Prompt:
Render the listing from the line with "Medical imaging module: given the scan above, outline the crown" to the line with "[902,56,1344,218]" as a two-column CSV with the headers text and answer. Give one row for each line of wording with all the coordinates that follow it, each in a single quoted field, and change line breaks to spaces.

————

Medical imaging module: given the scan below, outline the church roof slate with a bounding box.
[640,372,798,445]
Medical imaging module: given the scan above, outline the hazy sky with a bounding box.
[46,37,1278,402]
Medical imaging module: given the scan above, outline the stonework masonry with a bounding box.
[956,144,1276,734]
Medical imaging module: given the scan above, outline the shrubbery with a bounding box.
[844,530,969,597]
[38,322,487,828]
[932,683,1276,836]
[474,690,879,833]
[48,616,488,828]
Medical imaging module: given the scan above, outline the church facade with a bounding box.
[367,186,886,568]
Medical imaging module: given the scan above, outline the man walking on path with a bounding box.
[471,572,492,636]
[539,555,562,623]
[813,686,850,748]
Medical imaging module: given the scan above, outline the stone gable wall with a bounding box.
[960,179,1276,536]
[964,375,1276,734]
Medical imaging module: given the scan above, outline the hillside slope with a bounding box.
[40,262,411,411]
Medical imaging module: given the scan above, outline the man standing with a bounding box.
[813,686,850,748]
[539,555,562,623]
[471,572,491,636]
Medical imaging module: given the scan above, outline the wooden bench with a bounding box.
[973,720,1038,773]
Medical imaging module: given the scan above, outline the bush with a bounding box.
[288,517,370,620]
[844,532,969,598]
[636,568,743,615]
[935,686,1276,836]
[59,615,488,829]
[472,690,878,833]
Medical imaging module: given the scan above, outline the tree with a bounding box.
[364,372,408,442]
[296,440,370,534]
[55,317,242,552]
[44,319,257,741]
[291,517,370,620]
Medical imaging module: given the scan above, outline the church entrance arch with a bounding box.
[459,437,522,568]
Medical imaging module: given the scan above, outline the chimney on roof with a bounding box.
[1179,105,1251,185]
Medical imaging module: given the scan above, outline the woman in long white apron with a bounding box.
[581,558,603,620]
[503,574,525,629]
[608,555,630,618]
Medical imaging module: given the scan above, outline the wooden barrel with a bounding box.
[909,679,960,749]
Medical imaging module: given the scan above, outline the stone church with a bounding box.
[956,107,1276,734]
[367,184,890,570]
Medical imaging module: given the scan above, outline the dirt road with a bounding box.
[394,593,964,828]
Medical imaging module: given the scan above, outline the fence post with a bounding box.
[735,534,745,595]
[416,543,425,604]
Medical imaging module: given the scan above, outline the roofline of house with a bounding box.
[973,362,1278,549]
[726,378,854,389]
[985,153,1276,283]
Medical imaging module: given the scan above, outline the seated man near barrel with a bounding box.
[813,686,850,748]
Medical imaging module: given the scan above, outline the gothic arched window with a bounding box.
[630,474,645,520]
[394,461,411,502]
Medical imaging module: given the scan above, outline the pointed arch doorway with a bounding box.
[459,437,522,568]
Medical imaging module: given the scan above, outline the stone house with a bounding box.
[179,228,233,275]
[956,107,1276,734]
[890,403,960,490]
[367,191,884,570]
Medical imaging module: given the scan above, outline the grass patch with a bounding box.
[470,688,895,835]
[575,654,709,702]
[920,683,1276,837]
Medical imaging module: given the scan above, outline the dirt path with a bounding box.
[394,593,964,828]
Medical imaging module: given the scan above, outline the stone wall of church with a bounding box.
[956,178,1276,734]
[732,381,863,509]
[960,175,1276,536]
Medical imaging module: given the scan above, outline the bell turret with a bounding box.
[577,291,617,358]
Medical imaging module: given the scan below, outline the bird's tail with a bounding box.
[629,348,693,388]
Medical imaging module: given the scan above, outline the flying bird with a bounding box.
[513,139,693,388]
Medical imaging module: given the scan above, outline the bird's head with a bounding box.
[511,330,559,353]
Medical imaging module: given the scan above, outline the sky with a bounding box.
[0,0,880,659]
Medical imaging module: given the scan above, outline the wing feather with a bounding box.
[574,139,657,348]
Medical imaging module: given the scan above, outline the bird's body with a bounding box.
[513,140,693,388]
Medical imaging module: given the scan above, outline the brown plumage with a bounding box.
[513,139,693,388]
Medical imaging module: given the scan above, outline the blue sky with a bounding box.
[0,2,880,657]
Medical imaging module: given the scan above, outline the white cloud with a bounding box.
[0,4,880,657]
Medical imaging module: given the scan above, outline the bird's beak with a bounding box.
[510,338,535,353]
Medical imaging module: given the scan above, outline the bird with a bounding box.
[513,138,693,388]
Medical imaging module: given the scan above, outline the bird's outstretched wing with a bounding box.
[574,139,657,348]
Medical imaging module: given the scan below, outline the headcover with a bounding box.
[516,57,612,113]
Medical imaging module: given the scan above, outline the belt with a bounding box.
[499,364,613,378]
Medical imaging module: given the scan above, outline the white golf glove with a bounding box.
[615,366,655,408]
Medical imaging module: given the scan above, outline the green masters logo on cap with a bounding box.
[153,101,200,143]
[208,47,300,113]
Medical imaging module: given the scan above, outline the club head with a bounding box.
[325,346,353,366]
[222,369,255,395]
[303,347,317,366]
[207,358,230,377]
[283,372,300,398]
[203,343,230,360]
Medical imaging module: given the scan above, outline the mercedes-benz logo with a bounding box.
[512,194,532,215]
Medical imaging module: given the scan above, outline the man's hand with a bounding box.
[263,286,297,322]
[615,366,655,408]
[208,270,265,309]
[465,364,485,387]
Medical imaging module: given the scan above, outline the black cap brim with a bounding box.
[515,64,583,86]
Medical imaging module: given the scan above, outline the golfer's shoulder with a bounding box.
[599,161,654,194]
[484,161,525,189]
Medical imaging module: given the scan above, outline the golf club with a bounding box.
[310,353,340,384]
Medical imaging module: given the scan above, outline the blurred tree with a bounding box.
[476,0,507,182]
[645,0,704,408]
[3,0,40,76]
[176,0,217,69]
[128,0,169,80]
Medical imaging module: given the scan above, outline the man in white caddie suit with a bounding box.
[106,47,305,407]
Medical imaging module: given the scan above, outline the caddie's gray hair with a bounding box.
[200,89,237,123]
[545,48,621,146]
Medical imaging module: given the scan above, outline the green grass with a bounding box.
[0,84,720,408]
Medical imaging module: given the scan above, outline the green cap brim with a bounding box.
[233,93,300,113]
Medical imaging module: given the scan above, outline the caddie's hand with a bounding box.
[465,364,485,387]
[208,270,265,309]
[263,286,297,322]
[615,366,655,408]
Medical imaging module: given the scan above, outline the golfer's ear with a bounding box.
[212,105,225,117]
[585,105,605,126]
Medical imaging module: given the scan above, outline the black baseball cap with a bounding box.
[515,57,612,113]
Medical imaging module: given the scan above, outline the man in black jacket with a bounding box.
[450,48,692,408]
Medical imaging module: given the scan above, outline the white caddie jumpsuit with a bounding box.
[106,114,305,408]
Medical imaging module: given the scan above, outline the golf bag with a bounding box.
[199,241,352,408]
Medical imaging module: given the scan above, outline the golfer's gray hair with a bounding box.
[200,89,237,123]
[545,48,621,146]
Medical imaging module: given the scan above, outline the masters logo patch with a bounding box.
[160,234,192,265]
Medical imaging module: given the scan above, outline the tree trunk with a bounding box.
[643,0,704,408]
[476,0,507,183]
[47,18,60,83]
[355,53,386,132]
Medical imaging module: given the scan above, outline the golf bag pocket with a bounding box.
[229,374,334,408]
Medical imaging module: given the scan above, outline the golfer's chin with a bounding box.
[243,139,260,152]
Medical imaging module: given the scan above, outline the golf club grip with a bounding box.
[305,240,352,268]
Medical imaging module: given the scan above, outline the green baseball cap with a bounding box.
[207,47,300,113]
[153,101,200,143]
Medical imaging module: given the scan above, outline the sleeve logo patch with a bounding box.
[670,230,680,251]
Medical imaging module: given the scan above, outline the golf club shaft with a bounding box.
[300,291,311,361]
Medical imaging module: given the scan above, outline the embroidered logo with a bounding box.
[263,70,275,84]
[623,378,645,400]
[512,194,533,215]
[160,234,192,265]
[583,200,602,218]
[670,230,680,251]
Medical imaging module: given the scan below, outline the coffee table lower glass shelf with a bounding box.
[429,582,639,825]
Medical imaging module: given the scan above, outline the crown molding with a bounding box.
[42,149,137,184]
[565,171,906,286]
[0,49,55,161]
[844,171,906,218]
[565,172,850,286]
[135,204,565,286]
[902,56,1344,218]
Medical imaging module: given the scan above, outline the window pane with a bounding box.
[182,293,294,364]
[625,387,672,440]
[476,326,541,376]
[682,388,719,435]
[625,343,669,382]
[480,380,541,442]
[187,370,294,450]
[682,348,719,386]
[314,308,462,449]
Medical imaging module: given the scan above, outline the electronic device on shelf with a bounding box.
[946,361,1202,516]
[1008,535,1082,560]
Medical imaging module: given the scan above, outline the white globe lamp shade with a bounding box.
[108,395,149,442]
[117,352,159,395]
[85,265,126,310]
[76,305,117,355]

————

The completed task:
text,answer
"Medical imaging module: given the scan above, outline the crown molding with a bounding box.","[42,149,137,184] [565,171,906,286] [0,49,55,161] [844,171,906,218] [565,172,850,286] [135,204,565,286] [902,56,1344,218]"